--- TEXT UNDER STUDY ---
=== Begin Enclosure ===
Woman plans to move her father out of troubled Finsbury Park care home
Lennox House was given the lowest possible rating by a health watchdog after inspectors found there were ‘significant errors’ in the home’s handling of medicine
02 June, 2017 — By Emily Finch
Gemma Merrison said her father’s feeding tube hadn’t been cleaned during a some of her visits to Lennox House
A WOMAN has decided to take her frail father out of a Finsbury Park care home following a damning inspection – and the Tribune can reveal that NHS and Town Hall services have stopped referring people to it.
Lennox House care home, in Durham Road, was given the lowest possible rating by health watchdog the Care Quality Commission (CQC), last month and put under “special measures”.
Inspectors found that the 87 residents at the home, run by private healthcare giant Care UK, were not stimulated with regular activities. There were “significant errors” in the home’s handling of medicine due to lack of stock and administration mistakes.
There was also no registered manager at the time of the inspection – something which is required by law. Now, Gemma Merrison, whose father Victor Edwards, 70, moved into the home last September after suffering a stroke, has decided to take him out. “Going into my dad’s room, he’s not been getting proper personal care,” Ms Merrison said. “He had sticky gunk in his eyes. I don’t think his teeth have been washed since he’s been in there.”
Victor Edwards, 70, moved into Lennox House last September after suffering a stroke
The mother-of-four said her father’s feeding tube hadn’t been cleaned during a few of her visits, with food “up to the top”.
“For people like my dad and other people in there, who can’t communicate, you need regular people to know their mannerisms, whether they’re in pain,” she said.
“You’ve got people going in and out, there one day, gone the next, there’s no consistency for those people who really need help.”
=== End Enclosure ===
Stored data
=== Begin Enclosure ===
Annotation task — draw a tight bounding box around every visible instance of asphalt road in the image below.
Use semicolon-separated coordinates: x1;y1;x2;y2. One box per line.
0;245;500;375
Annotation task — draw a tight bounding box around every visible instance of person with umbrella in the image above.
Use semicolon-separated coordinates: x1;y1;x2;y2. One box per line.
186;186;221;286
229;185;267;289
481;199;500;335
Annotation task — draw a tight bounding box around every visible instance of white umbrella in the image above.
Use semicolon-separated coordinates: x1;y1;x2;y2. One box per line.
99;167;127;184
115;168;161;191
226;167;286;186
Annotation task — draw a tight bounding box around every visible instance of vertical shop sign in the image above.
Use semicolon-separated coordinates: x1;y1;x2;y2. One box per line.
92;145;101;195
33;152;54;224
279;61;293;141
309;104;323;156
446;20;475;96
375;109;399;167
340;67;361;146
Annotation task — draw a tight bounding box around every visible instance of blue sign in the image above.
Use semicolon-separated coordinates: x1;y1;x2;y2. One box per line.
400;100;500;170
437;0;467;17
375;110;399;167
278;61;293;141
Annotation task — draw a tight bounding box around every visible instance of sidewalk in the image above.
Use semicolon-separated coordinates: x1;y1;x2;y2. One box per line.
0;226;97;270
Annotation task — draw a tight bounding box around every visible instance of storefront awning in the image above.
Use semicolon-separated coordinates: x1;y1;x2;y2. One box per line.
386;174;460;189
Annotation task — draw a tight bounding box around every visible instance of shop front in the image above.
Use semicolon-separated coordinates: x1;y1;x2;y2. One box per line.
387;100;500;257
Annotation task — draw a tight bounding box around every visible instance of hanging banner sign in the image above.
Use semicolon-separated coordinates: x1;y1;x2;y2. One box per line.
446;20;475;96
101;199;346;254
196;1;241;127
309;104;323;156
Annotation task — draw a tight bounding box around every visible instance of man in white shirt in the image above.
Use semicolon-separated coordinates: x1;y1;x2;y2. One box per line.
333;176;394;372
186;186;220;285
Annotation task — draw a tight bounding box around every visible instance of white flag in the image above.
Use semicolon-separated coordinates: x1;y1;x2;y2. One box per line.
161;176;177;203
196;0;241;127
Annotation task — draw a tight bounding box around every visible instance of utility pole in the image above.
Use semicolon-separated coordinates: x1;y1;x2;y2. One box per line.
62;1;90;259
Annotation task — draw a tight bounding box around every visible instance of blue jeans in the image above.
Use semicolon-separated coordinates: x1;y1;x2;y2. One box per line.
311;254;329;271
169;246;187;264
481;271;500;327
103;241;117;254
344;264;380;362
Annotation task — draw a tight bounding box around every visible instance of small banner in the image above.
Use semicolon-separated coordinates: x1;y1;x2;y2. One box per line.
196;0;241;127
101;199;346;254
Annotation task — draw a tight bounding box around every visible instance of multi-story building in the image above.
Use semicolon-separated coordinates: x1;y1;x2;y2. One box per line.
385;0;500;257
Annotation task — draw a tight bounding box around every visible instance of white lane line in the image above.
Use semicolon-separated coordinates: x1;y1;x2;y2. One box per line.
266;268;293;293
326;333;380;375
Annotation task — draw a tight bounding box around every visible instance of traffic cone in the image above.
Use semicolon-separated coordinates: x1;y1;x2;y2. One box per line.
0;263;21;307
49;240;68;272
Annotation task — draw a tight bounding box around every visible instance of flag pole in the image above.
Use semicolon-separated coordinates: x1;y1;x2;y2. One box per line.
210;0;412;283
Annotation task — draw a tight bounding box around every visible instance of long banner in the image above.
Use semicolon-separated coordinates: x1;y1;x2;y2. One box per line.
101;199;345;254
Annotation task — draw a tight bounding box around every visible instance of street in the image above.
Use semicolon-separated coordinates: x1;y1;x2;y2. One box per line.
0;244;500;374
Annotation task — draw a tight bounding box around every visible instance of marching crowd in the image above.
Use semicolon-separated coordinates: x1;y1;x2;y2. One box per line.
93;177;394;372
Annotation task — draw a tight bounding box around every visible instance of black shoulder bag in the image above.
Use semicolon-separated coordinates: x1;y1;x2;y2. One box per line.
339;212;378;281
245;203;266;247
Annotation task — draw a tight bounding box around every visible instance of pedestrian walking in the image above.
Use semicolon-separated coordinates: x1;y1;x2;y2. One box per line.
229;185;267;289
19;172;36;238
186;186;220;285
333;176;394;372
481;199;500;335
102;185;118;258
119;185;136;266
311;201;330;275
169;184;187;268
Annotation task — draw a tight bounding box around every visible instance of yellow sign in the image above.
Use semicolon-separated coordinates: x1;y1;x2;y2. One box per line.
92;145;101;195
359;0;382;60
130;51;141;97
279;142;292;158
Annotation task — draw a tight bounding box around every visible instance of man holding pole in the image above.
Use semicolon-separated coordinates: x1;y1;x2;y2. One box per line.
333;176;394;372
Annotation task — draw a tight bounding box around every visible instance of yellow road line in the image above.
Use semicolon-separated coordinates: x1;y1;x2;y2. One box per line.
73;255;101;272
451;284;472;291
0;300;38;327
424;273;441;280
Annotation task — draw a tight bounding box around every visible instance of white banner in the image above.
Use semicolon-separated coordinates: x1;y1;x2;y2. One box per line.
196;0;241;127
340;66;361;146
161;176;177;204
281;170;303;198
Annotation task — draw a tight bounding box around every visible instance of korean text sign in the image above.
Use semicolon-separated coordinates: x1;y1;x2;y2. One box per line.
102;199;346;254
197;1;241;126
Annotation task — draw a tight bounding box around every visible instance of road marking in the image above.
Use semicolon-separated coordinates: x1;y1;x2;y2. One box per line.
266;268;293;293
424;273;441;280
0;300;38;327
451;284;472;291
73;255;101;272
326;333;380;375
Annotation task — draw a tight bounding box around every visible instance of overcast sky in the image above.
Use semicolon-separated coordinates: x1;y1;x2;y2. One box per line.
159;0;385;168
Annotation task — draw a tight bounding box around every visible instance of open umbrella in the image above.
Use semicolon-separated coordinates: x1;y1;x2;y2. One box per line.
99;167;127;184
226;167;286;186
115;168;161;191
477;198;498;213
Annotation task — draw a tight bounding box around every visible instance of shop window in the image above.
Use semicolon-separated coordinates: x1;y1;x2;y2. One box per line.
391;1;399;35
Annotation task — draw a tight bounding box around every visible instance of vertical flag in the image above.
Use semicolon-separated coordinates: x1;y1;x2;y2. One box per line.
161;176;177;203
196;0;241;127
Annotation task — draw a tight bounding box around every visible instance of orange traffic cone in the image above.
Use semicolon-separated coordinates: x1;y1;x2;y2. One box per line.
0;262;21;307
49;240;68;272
=== End Enclosure ===
--- SET OF TASKS ---
**a.** Summarize the Lennox House care home article in two sentences.
**b.** Write the next part of the Lennox House care home article, picking up after its last paragraph.

--- RESULTS FOR THE EXERCISE ---
**a.** Lennox House, a Care UK home in Finsbury Park, was given the lowest possible rating by the Care Quality Commission and put under special measures after inspectors found significant errors in its handling of medicine, a lack of regular activities for residents and no registered manager. Gemma Merrison has decided to take her father, Victor Edwards, 70, out of the home, saying he has not been getting proper personal care.

**b.**
Mr Edwards was referred to Lennox House under the NHS’s continuing healthcare scheme, with the health service paying Care UK £1,400 a week for his care.
The Tribune has learned that Islington Council and Islington NHS Clinical Commissioning Group (CCG) stopped referring people to the home after the Town Hall’s own inspection last year.
Ms Merrison, 37, has requested that her father is transferred to Bridgeside Lodge care home, in Wharf Road, Angel. She believes The Forest Healthcare-run home, rated “outstanding” by the CQC, will be perfect for her father.
But she has been told by the NHS that there is a five-person-long waiting list for a bed in Islington.
“There’s not a lot I can do. I feel helpless about it. It’s a horrible thing having to wait for someone to die,” she added.
Mr Edwards, who lived most of his life in Highbury, was born in Leicestershire after his mother was evacuated there during the war. He worked his way up from plumber to operational support worker at Pentonville Prison but had to leave his job in 2013 to care for his wife, Glenis, who suffered from face cancer. She died the following year.
His first job was running a fresh seafood stall outside the Prince Alfred pub, in Marlborough Road, Holloway, and later owned a garage in Upper Holloway.
Ms Merrison said he was a skilful mechanic who still fiddles with his feeding tube to make it work better.
Care UK, which could lose the contract for running Lennox House if things fail to improve within 12 months, has apologised to residents and their families and appointed a new manager for the home.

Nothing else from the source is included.